Your objective —
Copy exactly the lines from the "Habitat-count request: mark the young" line to the end, both included, and nothing else.

(Dataset excerpt)
------------------------------------

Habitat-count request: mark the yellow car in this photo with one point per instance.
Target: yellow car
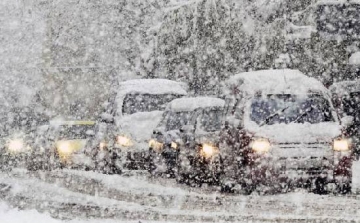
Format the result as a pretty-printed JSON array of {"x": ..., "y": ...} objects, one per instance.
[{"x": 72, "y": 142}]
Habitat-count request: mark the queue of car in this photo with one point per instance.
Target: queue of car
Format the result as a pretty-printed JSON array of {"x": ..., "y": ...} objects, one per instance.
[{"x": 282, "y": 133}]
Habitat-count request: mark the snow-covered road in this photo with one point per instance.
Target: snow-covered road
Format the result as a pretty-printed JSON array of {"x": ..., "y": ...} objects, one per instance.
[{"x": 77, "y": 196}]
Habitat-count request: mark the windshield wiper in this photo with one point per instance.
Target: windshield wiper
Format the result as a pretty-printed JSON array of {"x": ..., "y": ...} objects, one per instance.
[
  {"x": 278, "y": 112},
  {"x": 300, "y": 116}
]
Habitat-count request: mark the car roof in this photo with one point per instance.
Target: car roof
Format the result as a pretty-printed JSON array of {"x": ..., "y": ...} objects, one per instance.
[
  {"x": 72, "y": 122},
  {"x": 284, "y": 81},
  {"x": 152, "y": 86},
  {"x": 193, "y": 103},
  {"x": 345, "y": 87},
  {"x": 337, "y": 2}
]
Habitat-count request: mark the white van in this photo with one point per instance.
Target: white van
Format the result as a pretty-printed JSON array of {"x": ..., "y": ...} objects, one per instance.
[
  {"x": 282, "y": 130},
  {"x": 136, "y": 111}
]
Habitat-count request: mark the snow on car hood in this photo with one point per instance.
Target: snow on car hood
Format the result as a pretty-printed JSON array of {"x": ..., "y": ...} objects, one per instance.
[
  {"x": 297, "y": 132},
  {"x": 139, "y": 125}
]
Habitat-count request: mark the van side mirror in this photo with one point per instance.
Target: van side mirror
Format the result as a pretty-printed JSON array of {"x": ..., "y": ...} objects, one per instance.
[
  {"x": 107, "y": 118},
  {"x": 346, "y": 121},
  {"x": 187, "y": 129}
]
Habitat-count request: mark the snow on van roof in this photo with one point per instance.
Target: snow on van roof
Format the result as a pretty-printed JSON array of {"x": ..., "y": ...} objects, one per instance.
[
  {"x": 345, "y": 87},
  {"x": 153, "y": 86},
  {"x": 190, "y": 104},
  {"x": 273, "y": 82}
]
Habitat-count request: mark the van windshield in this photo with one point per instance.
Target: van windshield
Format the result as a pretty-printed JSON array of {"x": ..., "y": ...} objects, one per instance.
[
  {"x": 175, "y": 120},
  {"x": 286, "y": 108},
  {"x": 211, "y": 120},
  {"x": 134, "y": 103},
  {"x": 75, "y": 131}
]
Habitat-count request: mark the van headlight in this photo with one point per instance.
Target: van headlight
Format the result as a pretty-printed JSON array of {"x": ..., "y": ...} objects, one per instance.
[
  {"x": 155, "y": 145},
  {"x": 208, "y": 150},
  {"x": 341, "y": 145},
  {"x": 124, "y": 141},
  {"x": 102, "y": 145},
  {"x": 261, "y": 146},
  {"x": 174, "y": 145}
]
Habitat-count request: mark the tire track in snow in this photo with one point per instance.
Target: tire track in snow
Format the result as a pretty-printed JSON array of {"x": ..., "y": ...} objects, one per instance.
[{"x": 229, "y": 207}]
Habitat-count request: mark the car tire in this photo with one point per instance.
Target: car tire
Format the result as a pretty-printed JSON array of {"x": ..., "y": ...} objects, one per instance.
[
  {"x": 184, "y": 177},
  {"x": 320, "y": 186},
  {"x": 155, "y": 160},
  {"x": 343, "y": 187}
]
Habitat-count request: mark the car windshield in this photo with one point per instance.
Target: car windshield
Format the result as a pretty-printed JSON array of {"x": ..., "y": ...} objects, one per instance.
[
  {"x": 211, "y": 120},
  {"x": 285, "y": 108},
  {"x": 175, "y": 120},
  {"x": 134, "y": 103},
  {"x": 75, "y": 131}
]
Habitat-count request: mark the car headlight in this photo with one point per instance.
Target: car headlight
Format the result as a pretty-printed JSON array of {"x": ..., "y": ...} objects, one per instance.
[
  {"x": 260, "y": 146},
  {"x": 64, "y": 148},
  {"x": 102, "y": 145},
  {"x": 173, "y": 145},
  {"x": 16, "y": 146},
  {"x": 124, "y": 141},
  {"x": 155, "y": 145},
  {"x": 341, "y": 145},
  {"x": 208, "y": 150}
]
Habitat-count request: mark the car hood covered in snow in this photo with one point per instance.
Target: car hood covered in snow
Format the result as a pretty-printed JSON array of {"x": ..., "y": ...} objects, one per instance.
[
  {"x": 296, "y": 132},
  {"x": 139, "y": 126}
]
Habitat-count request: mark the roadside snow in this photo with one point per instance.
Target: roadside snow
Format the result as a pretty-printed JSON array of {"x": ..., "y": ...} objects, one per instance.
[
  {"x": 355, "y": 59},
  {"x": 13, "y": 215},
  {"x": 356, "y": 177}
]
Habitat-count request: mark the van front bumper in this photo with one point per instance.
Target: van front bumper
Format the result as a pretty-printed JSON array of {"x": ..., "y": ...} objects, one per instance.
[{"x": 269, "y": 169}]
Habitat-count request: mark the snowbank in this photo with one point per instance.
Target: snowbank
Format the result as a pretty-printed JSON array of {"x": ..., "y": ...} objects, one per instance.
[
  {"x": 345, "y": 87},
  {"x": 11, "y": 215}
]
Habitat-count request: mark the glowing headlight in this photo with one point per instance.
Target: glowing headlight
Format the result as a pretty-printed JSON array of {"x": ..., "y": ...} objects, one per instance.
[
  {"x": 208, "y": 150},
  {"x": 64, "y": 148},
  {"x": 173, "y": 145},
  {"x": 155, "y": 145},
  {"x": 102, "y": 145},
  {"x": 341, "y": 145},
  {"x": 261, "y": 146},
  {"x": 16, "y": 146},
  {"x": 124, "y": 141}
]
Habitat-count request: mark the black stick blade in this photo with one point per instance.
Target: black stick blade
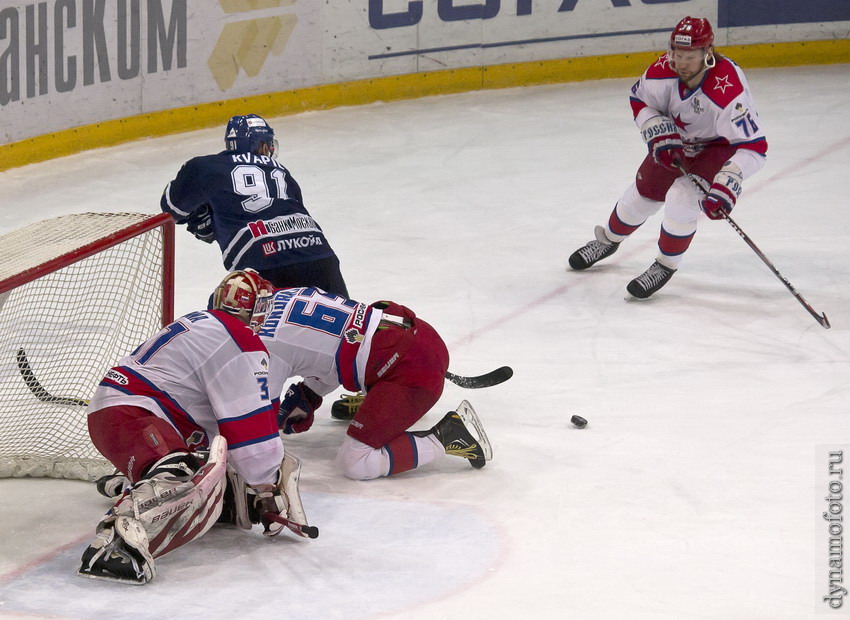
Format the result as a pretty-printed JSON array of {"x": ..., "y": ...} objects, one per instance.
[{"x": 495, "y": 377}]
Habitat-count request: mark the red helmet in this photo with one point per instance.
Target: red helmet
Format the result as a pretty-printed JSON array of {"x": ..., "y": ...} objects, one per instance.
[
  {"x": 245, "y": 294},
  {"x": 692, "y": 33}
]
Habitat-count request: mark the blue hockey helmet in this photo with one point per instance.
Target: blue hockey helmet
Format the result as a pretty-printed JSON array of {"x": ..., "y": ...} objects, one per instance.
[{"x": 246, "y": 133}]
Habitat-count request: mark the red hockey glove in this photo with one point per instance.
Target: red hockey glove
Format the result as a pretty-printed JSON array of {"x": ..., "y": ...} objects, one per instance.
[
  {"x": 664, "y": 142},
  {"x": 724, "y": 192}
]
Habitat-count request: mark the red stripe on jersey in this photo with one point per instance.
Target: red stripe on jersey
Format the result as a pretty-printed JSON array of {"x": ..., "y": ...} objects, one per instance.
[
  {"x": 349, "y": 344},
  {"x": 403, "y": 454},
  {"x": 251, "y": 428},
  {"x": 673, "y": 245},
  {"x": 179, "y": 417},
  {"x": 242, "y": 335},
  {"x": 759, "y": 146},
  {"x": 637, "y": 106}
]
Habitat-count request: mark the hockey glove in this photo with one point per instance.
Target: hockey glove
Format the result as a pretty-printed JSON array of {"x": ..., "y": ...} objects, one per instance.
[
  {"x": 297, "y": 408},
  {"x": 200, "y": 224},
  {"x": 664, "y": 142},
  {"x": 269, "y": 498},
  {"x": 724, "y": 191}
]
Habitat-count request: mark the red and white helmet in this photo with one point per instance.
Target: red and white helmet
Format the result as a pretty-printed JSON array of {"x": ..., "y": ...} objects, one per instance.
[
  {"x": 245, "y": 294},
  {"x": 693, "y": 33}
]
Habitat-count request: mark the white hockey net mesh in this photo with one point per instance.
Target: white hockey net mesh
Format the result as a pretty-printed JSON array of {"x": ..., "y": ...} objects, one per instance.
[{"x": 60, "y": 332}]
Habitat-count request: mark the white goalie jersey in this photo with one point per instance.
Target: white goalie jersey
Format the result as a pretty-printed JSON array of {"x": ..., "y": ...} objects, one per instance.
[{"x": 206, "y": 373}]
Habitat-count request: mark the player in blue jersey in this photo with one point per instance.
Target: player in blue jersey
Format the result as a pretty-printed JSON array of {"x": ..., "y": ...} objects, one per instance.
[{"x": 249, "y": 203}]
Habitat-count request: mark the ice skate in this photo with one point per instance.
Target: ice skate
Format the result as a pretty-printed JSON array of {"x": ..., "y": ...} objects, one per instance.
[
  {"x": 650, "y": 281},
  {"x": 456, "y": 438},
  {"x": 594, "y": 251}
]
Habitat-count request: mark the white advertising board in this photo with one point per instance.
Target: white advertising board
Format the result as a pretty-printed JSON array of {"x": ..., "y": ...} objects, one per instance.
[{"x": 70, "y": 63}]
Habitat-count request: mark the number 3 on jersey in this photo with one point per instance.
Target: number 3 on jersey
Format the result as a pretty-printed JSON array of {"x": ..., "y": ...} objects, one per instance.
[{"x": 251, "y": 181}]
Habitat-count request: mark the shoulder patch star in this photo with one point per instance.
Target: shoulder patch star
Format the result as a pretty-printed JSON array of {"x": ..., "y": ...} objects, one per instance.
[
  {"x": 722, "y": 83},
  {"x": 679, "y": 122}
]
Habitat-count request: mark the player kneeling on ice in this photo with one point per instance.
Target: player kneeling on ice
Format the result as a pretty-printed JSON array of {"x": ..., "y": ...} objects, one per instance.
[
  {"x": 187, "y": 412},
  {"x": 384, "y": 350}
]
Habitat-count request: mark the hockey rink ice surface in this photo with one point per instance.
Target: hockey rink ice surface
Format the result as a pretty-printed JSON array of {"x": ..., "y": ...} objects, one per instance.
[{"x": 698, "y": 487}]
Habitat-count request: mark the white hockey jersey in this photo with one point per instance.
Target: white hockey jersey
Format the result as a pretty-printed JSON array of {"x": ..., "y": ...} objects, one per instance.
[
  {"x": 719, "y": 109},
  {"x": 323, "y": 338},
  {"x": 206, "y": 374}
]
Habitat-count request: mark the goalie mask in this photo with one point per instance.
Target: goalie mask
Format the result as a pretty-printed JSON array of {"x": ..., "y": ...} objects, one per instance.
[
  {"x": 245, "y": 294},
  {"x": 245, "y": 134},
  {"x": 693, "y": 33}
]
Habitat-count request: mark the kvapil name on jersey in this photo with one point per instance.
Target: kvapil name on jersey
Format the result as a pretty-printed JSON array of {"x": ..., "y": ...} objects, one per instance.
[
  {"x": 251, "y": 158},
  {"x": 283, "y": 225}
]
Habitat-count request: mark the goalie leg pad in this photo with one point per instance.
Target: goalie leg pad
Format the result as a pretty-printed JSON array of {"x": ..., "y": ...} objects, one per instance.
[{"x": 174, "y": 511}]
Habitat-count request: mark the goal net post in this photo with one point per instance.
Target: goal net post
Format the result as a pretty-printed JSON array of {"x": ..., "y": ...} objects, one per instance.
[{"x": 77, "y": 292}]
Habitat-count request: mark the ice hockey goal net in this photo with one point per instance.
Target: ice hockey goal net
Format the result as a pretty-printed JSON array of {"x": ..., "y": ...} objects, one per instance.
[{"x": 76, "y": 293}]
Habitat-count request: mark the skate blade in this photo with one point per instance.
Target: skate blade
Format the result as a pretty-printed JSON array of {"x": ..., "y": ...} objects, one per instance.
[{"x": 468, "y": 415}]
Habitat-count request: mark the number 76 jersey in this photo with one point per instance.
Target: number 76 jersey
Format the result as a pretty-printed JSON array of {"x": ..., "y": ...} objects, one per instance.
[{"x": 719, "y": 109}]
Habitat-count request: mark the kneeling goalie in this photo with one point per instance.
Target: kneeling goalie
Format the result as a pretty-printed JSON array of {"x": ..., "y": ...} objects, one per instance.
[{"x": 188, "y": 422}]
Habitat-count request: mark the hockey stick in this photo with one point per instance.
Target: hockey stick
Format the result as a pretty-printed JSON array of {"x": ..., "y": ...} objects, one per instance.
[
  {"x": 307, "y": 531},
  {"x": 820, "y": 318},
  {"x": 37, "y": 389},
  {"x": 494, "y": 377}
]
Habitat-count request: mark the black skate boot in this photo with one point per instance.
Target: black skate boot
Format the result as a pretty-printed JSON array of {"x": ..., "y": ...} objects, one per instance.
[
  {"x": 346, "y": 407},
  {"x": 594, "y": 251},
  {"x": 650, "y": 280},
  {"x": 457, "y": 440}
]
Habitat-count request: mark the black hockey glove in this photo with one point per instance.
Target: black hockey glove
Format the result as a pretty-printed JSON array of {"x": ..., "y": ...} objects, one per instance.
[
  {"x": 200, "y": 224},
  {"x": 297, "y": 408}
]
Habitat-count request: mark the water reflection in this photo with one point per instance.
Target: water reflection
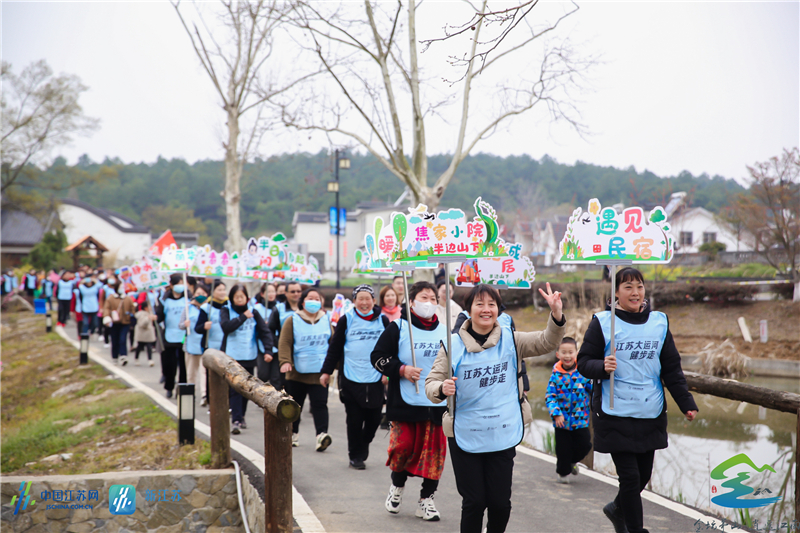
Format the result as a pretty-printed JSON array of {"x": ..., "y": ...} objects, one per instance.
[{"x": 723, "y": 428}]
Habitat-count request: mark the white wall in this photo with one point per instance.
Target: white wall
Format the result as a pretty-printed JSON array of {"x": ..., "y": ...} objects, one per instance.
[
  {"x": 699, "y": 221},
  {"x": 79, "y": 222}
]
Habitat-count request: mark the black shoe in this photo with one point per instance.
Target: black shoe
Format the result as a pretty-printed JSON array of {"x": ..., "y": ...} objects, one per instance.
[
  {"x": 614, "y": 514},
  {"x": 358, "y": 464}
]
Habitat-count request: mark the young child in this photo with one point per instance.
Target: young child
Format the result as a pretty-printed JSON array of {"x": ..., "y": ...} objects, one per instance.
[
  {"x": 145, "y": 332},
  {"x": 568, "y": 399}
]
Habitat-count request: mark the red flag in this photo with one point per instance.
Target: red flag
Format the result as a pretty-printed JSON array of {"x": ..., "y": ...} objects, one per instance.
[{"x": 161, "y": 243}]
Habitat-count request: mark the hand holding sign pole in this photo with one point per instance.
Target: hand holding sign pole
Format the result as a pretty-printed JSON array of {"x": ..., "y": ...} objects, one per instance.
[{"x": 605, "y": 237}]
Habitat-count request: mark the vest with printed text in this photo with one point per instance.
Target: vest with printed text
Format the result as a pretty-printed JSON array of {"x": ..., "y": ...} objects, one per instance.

------------------------------------

The output —
Habitat-count request: mark the young child in this photo with one point per instance.
Target: young child
Format the result as a pretty-printed JSON array of {"x": ..., "y": ...} objects, one per instance.
[
  {"x": 145, "y": 332},
  {"x": 568, "y": 399}
]
Habitat-count request: mark the red flag in this photo with one point per instance.
Target: red flag
Format the result as a pretty-printed JSON array of {"x": ..., "y": ...} objects, one per instance.
[{"x": 161, "y": 243}]
Habitat-count request: mark the hand holding sign pole in this photo with one point per instance.
Target: hand holding sign pole
Format the result as a pretty-printed JSON array of {"x": ..., "y": ...} objects, one per instance.
[{"x": 605, "y": 237}]
Habitat-count request: mark the vest with printed text in this photo with one point per instance.
Target: vest with printed text
Format the result as a pretty-printed JSON array of {"x": ..., "y": ...} objects, one per instance.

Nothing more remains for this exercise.